**To do**
Count the lines in the records below that contain the string "Target" and give only that number.

=-=-=

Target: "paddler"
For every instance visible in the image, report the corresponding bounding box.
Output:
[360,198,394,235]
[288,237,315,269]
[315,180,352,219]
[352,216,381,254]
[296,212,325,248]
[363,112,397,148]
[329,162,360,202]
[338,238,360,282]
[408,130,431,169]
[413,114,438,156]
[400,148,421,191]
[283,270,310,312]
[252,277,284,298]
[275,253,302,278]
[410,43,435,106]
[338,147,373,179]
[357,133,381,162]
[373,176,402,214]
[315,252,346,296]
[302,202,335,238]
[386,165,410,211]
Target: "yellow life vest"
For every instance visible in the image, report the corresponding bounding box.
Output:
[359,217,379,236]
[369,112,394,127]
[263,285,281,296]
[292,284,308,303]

=-=-=

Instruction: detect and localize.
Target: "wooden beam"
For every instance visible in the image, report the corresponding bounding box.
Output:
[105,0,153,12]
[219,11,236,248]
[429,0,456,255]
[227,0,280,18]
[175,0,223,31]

=-=-=

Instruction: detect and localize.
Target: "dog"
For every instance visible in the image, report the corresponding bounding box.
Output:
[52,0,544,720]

=-=-=

**Correct output**
4